## Begin Selection
Sam’s story: worth being with

Sam CavenderA few weeks ago I was with a young man who’d tried to take his own life. It was quite the scene; the guys who found him went into shock (assuming he was already dead) and considering how ‘Quentin Tarantino’ the scene was, I could understand that.

As I knelt with the guy, this amazing peace descended. It wasn’t like an adrenaline rush; I had no vivid sight or racing heart, it was more like being in a sunny meadow. Proper peace; all stillness and no agenda. The unmistakable presence of something infinite and good. Very weird. Literally as I knelt I realised I didn’t need to solve the situation or ‘correct’ the guy for what he’d done, but simply to be with him. The sense of the word ‘with’ was deafening, like every cell in my body knew its sole purpose was with-ness. It was really strange: a joy tsunami and quiet terror in comfortable partnership.

Anyway I knelt there in the blood and held his hand as he got colder and colder, and this peace remained, this sense of presence. He was still alive, and we gently chatted for 15 minutes or so, waiting for the Paramedics to arrive. Funnily enough he didn’t try to let go of my hand all that time. ‘With’ is good.
## End Selection
◆ **Task description**:
Transcribe the stretch of Sam's story from "As I knelt with" through "in comfortable partnership.", word for word.
## Begin Data excerpt
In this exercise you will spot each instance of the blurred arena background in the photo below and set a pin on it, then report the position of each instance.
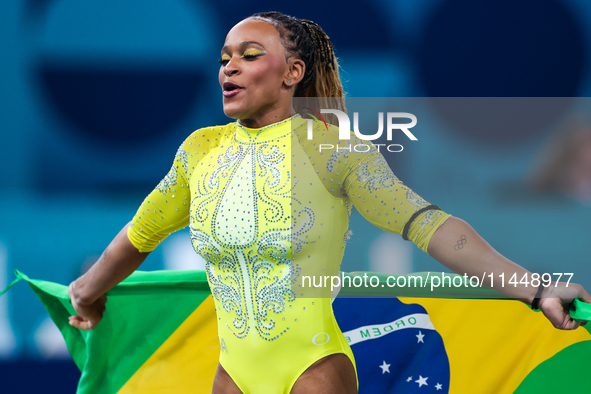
## End Data excerpt
◆ **Final result**:
As I knelt with the guy, this amazing peace descended. It wasn’t like an adrenaline rush; I had no vivid sight or racing heart, it was more like being in a sunny meadow. Proper peace; all stillness and no agenda. The unmistakable presence of something infinite and good. Very weird. Literally as I knelt I realised I didn’t need to solve the situation or ‘correct’ the guy for what he’d done, but simply to be with him. The sense of the word ‘with’ was deafening, like every cell in my body knew its sole purpose was with-ness. It was really strange: a joy tsunami and quiet terror in comfortable partnership.